Richiamando tale norma, l'art. 223 del medesimo decreto, essa estende tale responsabilità anche agli amministratori, ai direttori generali, ai sindaci e ai liquidatori di società dichiarate fallite.

Tanto premesso, nel corso di una procedura concorsuale, al ricorrere di alcune condizioni, determinate operazioni contrattuali, anche astrattamente riconducibili ad una categoria di atti gestionali leciti e disciplinati dall'ordinamento (ad esempio il leasing, la locazione, la vendita con riserva di proprietà, la costituzione di un'ipoteca, v. Cass. Civ., n. 5245/2016 e Cass. Civ., n. 44549/2015) se realizzate con particolari modalità, potrebbero cagionare immediati e voluti effetti depauperativi sul patrimonio e recare effetti pregiudizievoli in capo ai creditori (v. Cass. 20370/2015).

Allo stesso modo possono rilevare anche operazioni societarie tra cui, ad esempio la stipula di un contratto di affitto di un ramo di azienda, se realizzato a condizioni di grande svantaggio per la società poi fallita (v. Cass. 18092/2018).

Difatti, integra il delitto di bancarotta fraudolenta impropria patrimoniale il contratto di affitto di azienda in cui, senza alcuna giustificazione, la fallita società non consegua l'incasso dei canoni pattuiti (v. Cass. Civ., n. 16989/2014) o l'ipotesi in cui, con fine prettamente distrattivo, venga concesso il godimento dell'azienda in assenza di effettiva contropartita, avvantaggiando i soci a scapito dei creditori (v. Cass. Civ., n. 10742/2008).

**CONSEGNA 1:** Riporta ogni riga delle voci in cui compare la parola "wicker".

**VOCI DELL'ESERCIZIO:**
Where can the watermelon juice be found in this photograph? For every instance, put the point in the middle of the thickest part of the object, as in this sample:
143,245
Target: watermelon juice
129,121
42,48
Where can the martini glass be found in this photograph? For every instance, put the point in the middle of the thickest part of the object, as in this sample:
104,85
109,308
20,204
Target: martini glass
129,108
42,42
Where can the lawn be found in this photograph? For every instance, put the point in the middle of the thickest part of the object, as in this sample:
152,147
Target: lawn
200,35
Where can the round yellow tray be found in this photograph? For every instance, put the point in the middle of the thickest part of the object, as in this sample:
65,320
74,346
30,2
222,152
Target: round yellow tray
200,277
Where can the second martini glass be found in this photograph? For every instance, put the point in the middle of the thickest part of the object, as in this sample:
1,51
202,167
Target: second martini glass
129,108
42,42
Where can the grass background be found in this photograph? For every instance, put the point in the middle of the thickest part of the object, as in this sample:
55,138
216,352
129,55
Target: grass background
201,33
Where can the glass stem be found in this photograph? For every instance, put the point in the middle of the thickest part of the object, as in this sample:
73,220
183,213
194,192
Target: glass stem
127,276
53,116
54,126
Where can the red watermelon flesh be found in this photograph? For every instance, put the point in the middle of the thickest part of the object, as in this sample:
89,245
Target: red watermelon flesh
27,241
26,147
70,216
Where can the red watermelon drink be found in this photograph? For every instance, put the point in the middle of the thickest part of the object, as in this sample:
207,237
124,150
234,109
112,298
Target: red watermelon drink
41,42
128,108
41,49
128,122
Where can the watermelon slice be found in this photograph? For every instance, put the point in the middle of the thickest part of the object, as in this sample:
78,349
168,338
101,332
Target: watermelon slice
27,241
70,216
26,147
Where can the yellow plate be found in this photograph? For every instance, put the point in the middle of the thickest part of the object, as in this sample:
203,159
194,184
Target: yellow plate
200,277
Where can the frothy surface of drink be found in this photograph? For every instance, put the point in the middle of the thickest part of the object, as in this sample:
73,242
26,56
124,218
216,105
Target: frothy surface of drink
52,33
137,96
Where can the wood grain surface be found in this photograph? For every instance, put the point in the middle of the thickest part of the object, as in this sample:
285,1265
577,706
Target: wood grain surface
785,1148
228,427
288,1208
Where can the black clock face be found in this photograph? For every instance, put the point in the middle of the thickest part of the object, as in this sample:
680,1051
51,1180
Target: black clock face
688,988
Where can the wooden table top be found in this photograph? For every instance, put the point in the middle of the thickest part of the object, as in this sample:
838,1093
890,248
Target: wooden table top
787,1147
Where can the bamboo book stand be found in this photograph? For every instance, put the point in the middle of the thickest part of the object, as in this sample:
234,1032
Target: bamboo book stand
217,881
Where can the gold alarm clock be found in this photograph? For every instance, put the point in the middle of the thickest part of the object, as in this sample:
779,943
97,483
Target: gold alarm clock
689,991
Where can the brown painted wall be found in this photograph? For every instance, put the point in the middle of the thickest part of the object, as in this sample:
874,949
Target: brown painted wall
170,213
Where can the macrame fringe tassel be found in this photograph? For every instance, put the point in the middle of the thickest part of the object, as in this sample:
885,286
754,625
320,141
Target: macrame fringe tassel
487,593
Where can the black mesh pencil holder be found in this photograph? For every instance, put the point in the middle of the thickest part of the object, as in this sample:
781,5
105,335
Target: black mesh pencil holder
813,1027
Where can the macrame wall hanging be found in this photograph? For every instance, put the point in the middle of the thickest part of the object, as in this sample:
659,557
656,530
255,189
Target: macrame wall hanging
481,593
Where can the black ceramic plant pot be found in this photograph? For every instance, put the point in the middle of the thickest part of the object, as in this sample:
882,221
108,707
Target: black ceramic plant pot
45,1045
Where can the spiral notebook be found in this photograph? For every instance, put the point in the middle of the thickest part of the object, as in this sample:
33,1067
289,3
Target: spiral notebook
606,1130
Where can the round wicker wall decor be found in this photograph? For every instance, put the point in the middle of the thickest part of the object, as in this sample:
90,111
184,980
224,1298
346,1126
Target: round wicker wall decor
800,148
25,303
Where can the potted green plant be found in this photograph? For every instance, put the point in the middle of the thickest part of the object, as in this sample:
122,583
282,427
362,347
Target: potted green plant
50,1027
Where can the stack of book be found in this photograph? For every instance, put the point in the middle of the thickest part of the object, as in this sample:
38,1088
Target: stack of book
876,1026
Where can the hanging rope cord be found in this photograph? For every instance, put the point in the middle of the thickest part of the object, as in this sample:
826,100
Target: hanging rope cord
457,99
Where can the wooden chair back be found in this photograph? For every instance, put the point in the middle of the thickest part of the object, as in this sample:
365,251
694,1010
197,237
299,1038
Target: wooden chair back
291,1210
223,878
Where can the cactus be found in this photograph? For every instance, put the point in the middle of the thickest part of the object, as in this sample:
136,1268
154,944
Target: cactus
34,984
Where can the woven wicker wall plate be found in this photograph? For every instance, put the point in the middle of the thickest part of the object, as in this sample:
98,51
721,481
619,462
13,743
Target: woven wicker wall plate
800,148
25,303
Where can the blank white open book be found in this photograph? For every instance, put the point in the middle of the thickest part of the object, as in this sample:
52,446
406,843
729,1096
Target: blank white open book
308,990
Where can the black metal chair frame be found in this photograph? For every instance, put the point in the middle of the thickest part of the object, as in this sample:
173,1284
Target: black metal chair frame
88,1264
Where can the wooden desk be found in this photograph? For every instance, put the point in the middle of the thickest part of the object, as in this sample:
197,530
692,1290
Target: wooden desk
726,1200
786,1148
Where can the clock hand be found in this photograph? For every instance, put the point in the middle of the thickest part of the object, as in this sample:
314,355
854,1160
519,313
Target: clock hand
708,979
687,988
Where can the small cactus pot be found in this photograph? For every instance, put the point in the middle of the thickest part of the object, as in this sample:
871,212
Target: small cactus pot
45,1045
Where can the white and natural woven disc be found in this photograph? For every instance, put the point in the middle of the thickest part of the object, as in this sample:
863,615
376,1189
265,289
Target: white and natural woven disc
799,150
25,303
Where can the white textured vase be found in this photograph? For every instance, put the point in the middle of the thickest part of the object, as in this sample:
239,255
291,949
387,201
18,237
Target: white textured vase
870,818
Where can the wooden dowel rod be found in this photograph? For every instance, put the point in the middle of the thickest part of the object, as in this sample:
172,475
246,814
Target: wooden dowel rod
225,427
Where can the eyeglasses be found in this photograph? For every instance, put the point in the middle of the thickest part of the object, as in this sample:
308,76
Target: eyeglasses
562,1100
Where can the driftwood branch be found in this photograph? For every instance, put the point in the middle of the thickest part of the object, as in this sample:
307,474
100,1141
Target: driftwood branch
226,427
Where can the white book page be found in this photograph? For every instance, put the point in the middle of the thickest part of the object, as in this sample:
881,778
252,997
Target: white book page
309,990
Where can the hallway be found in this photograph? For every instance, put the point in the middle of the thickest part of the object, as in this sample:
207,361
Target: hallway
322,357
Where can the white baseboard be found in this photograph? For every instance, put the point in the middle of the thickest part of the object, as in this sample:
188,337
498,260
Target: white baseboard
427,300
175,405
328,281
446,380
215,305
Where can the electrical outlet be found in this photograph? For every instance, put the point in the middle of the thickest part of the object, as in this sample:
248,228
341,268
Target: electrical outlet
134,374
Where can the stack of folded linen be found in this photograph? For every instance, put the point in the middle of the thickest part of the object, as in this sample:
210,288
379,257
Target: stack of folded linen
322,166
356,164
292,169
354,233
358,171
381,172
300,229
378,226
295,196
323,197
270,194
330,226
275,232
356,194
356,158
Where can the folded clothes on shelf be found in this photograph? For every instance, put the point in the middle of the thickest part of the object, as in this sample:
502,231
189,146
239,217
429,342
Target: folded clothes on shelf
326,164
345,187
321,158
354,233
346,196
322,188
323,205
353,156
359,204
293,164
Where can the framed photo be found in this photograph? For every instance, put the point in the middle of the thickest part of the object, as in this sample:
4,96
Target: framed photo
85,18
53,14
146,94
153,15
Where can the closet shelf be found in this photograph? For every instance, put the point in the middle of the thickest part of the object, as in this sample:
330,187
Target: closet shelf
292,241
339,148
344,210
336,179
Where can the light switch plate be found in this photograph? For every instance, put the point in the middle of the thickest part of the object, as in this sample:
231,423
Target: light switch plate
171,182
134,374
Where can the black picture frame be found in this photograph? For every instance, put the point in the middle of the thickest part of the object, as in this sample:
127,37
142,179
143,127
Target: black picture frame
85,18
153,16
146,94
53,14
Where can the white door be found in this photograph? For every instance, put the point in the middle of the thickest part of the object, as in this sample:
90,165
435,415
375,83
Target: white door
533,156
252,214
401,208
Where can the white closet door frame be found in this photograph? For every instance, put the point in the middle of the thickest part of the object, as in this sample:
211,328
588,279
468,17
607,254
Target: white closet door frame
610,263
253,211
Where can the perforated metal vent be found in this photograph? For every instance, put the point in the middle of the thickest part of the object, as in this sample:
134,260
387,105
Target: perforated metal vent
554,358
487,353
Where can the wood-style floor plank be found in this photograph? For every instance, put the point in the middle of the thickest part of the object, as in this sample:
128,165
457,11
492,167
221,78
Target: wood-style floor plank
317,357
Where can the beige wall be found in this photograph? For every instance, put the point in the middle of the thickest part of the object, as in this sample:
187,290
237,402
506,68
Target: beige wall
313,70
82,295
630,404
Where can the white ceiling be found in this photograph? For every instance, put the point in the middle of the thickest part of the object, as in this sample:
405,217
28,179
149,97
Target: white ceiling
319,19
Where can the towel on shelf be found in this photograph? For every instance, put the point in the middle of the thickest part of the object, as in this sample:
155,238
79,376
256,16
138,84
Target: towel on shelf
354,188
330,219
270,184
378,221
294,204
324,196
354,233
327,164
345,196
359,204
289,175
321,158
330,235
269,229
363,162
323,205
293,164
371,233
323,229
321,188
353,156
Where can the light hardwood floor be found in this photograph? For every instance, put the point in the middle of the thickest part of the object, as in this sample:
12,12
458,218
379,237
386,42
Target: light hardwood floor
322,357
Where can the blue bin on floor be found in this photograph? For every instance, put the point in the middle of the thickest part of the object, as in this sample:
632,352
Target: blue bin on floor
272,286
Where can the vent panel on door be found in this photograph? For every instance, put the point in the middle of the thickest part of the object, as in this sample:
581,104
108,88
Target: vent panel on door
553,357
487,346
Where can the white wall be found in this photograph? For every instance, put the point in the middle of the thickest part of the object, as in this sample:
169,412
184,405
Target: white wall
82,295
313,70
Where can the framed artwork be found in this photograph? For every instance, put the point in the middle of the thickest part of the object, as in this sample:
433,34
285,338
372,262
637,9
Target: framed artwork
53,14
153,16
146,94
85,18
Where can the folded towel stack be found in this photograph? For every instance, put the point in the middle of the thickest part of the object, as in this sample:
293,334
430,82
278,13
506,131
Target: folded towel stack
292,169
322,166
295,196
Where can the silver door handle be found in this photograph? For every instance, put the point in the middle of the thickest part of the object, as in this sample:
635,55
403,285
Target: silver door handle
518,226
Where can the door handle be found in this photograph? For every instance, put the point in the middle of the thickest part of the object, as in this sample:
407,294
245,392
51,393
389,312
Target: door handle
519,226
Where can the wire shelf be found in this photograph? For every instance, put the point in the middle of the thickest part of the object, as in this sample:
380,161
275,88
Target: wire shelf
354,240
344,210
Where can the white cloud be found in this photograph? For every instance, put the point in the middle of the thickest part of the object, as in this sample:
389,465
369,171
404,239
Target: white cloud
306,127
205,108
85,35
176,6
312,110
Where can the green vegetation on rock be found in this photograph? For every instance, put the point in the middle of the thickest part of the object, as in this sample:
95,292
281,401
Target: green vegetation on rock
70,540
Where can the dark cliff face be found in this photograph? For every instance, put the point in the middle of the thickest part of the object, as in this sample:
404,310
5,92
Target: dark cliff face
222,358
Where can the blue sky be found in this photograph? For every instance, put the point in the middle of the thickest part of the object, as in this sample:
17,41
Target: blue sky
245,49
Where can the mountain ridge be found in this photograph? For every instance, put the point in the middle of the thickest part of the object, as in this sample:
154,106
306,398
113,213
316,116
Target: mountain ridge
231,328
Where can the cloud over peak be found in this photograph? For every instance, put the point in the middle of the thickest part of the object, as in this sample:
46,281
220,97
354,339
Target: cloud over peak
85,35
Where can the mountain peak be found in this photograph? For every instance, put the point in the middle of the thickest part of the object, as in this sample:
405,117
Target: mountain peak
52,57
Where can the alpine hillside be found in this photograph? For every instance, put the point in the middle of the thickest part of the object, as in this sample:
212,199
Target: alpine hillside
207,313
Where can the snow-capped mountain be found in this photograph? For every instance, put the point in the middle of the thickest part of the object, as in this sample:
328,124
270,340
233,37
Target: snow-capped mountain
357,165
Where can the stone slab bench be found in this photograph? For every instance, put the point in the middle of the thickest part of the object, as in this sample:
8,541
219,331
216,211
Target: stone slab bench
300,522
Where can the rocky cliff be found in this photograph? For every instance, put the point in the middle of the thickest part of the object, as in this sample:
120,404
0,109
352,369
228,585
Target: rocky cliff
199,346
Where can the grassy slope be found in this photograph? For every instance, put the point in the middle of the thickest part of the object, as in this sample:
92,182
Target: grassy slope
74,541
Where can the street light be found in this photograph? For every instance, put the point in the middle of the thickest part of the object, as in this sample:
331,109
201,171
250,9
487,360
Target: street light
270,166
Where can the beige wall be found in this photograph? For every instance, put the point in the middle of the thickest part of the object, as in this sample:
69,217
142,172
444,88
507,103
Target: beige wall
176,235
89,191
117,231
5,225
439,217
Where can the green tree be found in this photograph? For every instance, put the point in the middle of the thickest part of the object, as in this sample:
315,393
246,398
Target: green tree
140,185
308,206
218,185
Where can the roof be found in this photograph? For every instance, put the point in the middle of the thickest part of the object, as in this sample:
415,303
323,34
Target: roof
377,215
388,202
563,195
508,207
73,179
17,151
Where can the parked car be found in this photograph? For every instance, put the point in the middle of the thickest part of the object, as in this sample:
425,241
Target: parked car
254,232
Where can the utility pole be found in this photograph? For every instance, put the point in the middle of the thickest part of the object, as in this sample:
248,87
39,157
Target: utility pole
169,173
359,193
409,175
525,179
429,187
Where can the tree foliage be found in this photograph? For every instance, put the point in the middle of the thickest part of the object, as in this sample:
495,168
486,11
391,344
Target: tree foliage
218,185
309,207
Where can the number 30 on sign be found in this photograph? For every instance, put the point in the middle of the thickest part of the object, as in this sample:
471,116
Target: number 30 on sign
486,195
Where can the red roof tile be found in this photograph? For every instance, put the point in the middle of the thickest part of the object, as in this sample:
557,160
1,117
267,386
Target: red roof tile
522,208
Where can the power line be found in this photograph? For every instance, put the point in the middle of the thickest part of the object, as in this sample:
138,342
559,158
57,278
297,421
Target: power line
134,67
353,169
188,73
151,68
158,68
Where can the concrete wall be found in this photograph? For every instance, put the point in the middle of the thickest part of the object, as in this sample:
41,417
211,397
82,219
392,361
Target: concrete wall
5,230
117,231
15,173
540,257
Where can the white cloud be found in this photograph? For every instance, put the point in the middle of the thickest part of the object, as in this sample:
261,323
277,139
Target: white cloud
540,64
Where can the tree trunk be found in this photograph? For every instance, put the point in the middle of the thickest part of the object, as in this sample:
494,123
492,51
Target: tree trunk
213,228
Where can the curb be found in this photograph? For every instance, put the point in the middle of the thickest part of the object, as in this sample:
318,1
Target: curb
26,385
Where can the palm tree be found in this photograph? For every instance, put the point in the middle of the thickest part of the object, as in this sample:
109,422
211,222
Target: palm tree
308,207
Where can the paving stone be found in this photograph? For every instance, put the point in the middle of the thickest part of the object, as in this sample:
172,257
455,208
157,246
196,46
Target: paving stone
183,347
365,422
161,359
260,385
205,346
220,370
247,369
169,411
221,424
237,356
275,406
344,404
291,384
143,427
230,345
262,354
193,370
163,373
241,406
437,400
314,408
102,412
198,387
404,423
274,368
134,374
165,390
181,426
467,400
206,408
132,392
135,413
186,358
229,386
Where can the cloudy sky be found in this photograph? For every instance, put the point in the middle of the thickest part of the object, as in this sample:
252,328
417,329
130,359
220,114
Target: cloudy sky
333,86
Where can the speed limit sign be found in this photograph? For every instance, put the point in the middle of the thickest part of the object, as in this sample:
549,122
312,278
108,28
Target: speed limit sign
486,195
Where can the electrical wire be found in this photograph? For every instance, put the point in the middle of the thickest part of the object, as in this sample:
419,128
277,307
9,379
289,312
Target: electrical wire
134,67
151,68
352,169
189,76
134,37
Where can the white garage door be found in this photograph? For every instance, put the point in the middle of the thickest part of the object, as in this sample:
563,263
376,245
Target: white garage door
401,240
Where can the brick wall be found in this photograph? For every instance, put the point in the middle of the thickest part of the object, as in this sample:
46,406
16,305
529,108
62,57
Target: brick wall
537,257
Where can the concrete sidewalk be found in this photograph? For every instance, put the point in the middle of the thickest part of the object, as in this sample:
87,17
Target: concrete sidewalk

**CONSEGNA 2:** Prosegui il testo sulla bancarotta fraudolenta partendo dopo la sua ultima frase.

**RISPOSTA 1:**
Where can the round wicker wall decor be found in this photograph? For every instance, put the point in the middle of the thickest part of the object, as in this sample:
Target: round wicker wall decor
Where can the woven wicker wall plate be found in this photograph? For every instance, put the point in the middle of the thickest part of the object, as in this sample:
Target: woven wicker wall plate

**RISPOSTA 2:**
È del pari distrattiva la locazione di azienda tra società realizzata per una somma insignificante, specie quando la beneficiaria persona giuridica risulti riferibile ai congiunti o fiduciari dell'amministratore della società poi fallita (v. Cass. Civ., n. 20370/2015 e Cass. 44891/2008).

Ciò premesso, è sovente il ricorso al contratto di affitto d'azienda nel corso di procedure concorsuali e ciò, per almeno due ordini di ragioni.

In primo luogo, tramite l'affitto è possibile trasferire rapidamente la gestione dell'azienda in capo ad un soggetto diverso, evitando così che l'insieme di beni e rapporti giuridico/aziendali si disgreghi irreparabilmente; in secondo luogo il contratto oggi in esame consente di arrestare le perdite di gestione e di consolidare il passivo, evitando l'ampliamento del dissesto o la formulazione di una proposta che assicuri ai creditori un'utilità individuata ed economicamente valutabile.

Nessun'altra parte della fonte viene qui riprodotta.